WORK TO COMPLETE:
Return unchanged the lines of the listing from the line with "As a warehouse robot's perception module, locate green" up to and including the line with "1233, 518, 1280, 552".

········

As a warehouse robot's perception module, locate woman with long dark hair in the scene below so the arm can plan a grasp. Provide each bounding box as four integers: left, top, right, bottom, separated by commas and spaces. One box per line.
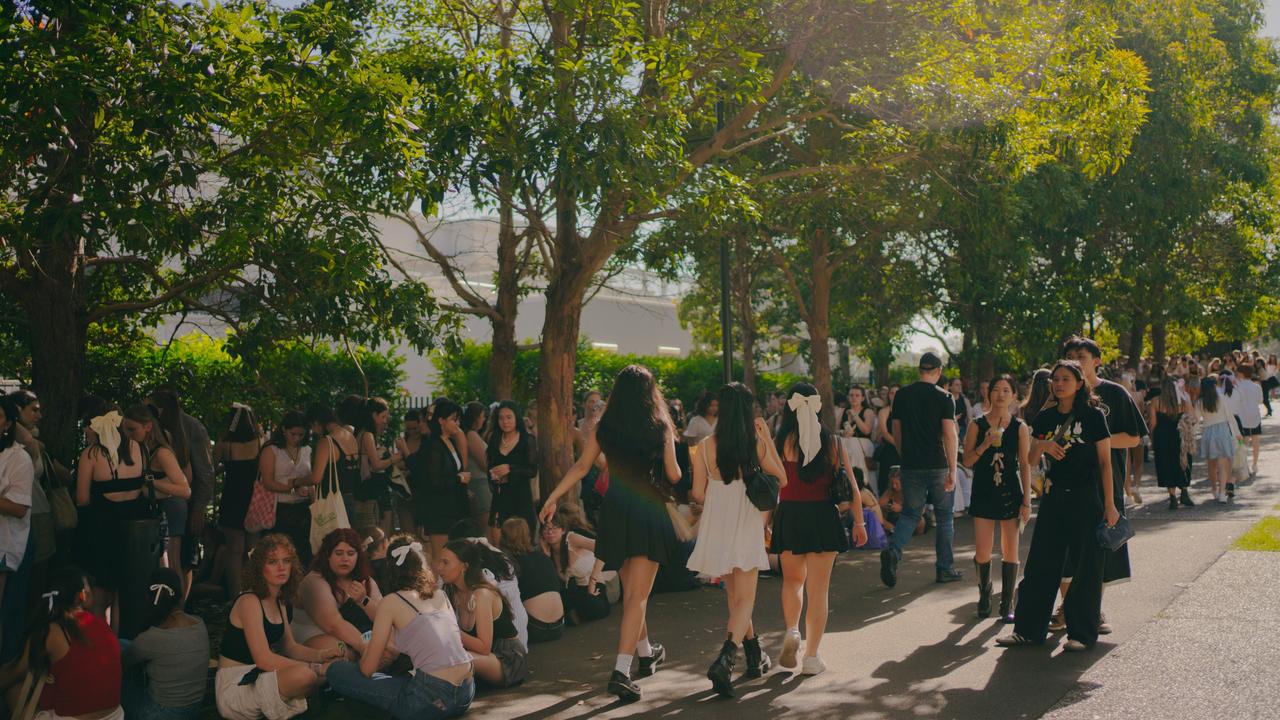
539, 365, 681, 702
1196, 377, 1240, 503
997, 360, 1120, 652
480, 400, 538, 539
122, 568, 209, 720
214, 402, 262, 596
689, 383, 787, 697
257, 410, 312, 565
326, 534, 476, 720
76, 397, 150, 626
771, 382, 867, 675
961, 375, 1032, 623
413, 397, 471, 559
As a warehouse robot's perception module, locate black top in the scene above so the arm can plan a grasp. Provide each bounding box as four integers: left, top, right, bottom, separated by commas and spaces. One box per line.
218, 592, 293, 665
515, 550, 561, 600
1032, 405, 1111, 492
888, 380, 959, 470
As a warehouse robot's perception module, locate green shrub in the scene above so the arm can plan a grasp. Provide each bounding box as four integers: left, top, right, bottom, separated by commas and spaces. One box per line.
433, 341, 801, 409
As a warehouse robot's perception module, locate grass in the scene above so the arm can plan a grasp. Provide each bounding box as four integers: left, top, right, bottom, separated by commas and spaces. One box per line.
1233, 518, 1280, 552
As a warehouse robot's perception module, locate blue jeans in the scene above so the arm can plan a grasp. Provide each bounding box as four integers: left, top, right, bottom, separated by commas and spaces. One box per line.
888, 470, 955, 570
325, 660, 476, 720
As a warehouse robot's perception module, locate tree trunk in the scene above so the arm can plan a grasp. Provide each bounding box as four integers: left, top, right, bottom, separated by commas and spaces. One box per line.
1151, 320, 1169, 363
1125, 315, 1147, 370
733, 233, 756, 393
489, 178, 524, 400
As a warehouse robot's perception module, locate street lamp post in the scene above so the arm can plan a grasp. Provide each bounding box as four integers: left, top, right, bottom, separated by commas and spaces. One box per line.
716, 100, 733, 384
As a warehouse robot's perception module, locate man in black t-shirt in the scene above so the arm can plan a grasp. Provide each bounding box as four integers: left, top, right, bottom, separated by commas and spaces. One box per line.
1060, 336, 1149, 634
881, 352, 961, 587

········

COMPLETE OUTPUT:
As a warehouse robot's perception module, locate green shrub in the scene above so the arm can plan a grasp. Provide each bounding box as four integers: left, top, right, bottom, separated by commas and spaces. One box per line.
433, 341, 801, 409
As a warehouse robot's perception module, locate grass in the scene above so the arm can plan a grasp. Provide each bounding box as four integers: left, top, right, bottom, separated by commas and spaces. One box per line.
1233, 518, 1280, 552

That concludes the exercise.